Exercise directions:
Transcribe the data below line for line without changing a single character, and leave the pictures out of your copy.

Material provided:
=-=-=-=-=

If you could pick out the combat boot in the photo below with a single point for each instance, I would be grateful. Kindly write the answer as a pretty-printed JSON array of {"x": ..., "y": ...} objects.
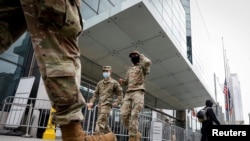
[
  {"x": 101, "y": 137},
  {"x": 73, "y": 132},
  {"x": 135, "y": 138}
]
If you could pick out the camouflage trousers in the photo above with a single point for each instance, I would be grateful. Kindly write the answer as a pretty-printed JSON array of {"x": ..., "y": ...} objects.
[
  {"x": 57, "y": 55},
  {"x": 102, "y": 126},
  {"x": 132, "y": 105}
]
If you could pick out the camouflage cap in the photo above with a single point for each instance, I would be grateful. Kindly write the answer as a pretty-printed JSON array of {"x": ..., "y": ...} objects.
[
  {"x": 134, "y": 52},
  {"x": 106, "y": 68}
]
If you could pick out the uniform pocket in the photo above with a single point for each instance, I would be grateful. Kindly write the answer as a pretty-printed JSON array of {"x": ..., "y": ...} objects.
[
  {"x": 51, "y": 13},
  {"x": 61, "y": 69},
  {"x": 61, "y": 83}
]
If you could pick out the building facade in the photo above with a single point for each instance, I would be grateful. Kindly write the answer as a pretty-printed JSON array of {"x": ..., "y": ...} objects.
[{"x": 170, "y": 32}]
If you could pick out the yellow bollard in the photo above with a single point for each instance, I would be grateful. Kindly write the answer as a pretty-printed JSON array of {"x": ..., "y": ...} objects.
[{"x": 49, "y": 133}]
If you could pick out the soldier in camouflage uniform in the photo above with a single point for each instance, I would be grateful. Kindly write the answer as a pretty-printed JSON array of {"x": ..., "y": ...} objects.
[
  {"x": 133, "y": 102},
  {"x": 105, "y": 91},
  {"x": 54, "y": 26}
]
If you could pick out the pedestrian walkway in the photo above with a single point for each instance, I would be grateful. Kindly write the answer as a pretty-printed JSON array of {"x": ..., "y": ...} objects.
[{"x": 20, "y": 138}]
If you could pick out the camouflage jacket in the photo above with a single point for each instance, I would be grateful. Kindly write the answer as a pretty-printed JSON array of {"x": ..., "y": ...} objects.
[
  {"x": 135, "y": 76},
  {"x": 106, "y": 91}
]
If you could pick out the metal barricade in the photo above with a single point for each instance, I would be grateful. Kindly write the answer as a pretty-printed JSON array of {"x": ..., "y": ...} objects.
[{"x": 24, "y": 116}]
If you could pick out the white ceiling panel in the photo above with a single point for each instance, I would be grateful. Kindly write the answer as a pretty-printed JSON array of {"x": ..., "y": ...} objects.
[{"x": 171, "y": 82}]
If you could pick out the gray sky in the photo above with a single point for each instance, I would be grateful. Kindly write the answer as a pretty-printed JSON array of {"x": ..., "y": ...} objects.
[{"x": 230, "y": 19}]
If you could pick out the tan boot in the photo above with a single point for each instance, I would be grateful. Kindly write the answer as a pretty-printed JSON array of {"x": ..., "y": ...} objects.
[
  {"x": 101, "y": 137},
  {"x": 73, "y": 132},
  {"x": 135, "y": 138}
]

=-=-=-=-=

Output:
If you could pick out the combat boot in the photo below with a single point for each instance, I would be grateful. Kindly write the answer as a pretty-printed JSON array of {"x": ..., "y": ...} objects.
[
  {"x": 101, "y": 137},
  {"x": 73, "y": 132},
  {"x": 135, "y": 138}
]
If you could pick out the camouflage trousers in the photo above with a single point for each instance, I would be grateful. Kindly write the answer as a pretty-printed JSON array of {"x": ..., "y": ...} objects.
[
  {"x": 57, "y": 55},
  {"x": 102, "y": 126},
  {"x": 132, "y": 105}
]
If you could pick out the camouflage cap in the photo above with a single point for each instance, I would be grateful. Kindly write the answer as a pretty-printed JSON array of {"x": ..., "y": ...} objects.
[
  {"x": 134, "y": 52},
  {"x": 106, "y": 68}
]
If you could pick out the uniform pocket in the photo above with a single point for each instance, I would be grateful. Kindly write the answer as a pretty-printed JSON array of {"x": ..., "y": ...} objects.
[
  {"x": 51, "y": 13},
  {"x": 61, "y": 69},
  {"x": 61, "y": 83}
]
If you could pick out the building facade in the photo above with a single point for each instance, I would be grateful. Kindly write the answer as a pretty-printed JSON array of {"x": ..., "y": ...} objects.
[{"x": 170, "y": 32}]
If you could pick out the yellow bollard in the photo above with a single point for each instance, I would be grateful. Kindly write the answer as a pretty-printed JSON array of {"x": ..., "y": ...} objects.
[{"x": 49, "y": 133}]
If you could pick out the soldier in camouflage uniform in the photo above with a single point for each instance, I would be grateful. Kindly write the answer as a pretty-printed JSON array of {"x": ..., "y": ...} objects.
[
  {"x": 133, "y": 102},
  {"x": 105, "y": 91},
  {"x": 54, "y": 26}
]
If you could pick out the pedestrian walkway in the photo above with a single point for each instance, I would be grateful. Kindly write the answer as a pretty-printed JSON array of {"x": ..., "y": ...} objects.
[{"x": 20, "y": 138}]
If you could pick out the camouflage jacket in the photo above with a single point for each instance, I would be grateful. Kindly write the answer as a pretty-printed JSON array of {"x": ..., "y": ...} objects.
[
  {"x": 135, "y": 76},
  {"x": 106, "y": 91}
]
If you could pick out the metal barricade in the photo above with a single point for each instance, I would be grateful. Kindly write the answer as a pretty-printed JSON array of {"x": ..., "y": ...} objects.
[{"x": 24, "y": 116}]
If you could pick out the white ceiling panel in the photo above with a single point for each instance, I would be grateful. Kindly write the answer as a pretty-printed JSON array of {"x": ..., "y": ...} objects.
[{"x": 171, "y": 82}]
If you could pick out the gray sky in the photo above with a single point for each instance, I would be grateful. Kindly write the answer as a pretty-printed JSON array of {"x": ..., "y": ...} objects.
[{"x": 230, "y": 19}]
If you could pick out the tan boot in the photo above with a single point for each instance, I would be grateful. Kindly write the answer as a pretty-printed JSON array of {"x": ..., "y": ...} objects.
[
  {"x": 101, "y": 137},
  {"x": 73, "y": 132},
  {"x": 135, "y": 138}
]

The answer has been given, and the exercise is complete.